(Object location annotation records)
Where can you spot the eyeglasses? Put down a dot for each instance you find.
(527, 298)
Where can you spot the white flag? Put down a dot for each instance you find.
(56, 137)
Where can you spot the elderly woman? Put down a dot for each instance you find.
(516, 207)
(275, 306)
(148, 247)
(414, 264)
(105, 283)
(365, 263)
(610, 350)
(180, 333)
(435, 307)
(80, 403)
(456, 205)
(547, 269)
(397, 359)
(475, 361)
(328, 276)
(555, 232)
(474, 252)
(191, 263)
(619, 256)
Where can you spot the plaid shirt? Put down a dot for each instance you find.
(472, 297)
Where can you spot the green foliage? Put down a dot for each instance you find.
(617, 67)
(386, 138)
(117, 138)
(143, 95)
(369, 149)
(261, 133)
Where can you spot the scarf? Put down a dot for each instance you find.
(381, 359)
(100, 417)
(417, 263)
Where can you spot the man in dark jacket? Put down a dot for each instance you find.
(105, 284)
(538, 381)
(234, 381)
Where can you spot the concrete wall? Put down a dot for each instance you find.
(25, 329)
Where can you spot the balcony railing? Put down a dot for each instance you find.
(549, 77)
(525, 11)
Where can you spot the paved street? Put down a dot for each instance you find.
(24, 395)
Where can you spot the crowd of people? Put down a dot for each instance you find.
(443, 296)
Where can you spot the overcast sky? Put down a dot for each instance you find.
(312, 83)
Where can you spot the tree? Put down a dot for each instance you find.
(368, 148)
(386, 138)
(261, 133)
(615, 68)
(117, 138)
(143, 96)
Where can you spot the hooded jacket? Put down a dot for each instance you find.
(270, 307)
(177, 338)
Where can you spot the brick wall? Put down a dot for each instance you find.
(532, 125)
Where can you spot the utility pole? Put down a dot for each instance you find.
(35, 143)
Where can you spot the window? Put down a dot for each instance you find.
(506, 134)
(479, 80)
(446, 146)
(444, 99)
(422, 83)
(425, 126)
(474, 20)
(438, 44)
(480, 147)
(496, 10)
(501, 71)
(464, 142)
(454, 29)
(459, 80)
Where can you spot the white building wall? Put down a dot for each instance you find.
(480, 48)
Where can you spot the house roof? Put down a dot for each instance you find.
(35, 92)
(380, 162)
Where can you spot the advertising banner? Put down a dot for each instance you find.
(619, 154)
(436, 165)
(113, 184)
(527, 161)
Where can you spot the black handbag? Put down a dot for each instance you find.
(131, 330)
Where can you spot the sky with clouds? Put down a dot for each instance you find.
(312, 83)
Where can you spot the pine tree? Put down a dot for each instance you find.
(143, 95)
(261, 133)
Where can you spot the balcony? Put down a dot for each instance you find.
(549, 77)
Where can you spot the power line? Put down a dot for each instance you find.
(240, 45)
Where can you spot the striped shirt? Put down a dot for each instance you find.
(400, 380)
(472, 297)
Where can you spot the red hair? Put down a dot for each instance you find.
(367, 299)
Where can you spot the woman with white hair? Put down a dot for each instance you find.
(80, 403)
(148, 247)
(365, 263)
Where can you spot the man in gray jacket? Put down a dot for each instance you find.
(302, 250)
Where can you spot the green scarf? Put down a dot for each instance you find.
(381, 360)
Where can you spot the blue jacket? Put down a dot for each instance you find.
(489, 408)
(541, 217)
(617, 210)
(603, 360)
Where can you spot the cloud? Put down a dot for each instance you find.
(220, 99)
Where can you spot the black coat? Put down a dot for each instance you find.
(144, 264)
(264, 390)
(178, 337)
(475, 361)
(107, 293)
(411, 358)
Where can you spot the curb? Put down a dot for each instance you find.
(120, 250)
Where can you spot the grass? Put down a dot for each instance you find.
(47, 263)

---

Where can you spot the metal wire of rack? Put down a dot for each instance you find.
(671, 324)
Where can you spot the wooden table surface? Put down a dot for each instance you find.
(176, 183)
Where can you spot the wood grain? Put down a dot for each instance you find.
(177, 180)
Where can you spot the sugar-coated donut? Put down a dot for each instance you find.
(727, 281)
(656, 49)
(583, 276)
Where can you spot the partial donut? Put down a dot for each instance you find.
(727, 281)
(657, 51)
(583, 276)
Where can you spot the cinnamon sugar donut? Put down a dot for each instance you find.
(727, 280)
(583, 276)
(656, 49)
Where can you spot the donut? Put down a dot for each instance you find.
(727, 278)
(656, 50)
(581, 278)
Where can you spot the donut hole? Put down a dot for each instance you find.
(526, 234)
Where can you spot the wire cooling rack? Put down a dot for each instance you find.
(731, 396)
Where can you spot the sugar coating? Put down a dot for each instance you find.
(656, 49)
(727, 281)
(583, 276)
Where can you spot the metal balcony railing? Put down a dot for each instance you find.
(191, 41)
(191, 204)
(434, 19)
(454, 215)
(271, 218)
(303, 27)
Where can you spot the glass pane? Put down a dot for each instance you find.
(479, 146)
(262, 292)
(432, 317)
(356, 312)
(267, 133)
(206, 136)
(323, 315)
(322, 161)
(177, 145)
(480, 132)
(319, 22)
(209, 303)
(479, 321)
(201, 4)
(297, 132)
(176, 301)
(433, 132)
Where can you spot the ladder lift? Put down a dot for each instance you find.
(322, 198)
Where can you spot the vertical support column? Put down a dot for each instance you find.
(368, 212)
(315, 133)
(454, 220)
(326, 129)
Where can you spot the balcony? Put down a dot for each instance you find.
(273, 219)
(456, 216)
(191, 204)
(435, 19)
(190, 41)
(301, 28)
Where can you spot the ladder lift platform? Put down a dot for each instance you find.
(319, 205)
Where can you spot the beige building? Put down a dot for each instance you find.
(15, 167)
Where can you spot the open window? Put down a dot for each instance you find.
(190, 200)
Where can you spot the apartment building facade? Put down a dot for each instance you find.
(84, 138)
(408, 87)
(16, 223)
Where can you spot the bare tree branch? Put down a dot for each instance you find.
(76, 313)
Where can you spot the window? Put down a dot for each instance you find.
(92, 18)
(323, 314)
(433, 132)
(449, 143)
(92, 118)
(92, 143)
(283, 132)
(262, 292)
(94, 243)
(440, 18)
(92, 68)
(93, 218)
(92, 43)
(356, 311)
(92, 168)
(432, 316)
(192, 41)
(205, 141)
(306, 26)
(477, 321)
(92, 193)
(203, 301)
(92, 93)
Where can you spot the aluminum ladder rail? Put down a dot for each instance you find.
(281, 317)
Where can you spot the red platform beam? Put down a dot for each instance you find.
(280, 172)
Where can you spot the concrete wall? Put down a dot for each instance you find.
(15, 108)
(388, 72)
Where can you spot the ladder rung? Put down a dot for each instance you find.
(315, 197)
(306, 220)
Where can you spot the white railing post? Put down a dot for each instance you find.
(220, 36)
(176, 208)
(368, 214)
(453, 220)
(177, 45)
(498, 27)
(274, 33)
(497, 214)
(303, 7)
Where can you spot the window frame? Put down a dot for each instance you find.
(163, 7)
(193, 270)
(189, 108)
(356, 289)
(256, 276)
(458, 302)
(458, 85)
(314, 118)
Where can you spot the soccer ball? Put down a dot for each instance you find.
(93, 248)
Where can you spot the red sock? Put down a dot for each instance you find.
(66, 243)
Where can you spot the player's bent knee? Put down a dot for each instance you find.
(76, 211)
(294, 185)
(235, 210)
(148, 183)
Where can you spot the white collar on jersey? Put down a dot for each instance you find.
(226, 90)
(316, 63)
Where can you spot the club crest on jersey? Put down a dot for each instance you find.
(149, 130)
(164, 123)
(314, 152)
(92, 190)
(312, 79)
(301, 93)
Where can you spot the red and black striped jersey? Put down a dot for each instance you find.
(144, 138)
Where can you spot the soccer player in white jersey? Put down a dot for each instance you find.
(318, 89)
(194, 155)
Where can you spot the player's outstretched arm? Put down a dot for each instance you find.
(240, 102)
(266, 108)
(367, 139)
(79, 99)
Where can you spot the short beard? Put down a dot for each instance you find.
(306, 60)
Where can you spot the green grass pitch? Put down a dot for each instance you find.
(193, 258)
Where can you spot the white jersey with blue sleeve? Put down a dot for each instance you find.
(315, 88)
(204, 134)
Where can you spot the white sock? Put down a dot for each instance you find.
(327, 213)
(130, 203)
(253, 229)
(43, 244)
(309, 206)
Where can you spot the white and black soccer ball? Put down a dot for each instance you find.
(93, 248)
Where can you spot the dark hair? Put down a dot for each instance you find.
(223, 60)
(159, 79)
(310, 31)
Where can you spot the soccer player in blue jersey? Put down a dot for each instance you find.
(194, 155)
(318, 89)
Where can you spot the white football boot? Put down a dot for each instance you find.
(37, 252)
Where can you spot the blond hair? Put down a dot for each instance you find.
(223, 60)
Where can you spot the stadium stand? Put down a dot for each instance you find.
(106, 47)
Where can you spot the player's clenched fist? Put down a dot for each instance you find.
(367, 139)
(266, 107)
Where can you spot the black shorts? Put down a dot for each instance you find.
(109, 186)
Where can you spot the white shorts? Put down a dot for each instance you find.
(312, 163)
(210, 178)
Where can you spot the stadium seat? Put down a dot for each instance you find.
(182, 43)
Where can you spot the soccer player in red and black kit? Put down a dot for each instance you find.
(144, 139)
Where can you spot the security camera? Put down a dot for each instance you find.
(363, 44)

- **WHAT IS ASKED**
Return every line of the records above that contains the word "soccer".

- **TASK ANSWER**
Where can you spot the soccer ball? Put down a dot for each instance you find.
Where can you spot the soccer player in white jersey? Put down a dot for each instance you find.
Where can you spot the white and black soccer ball? Put down a dot for each instance you find.
Where can you spot the soccer player in blue jersey? Put down a dot for each instance you find.
Where can you spot the soccer player in red and black kit? Put down a dot for each instance you find.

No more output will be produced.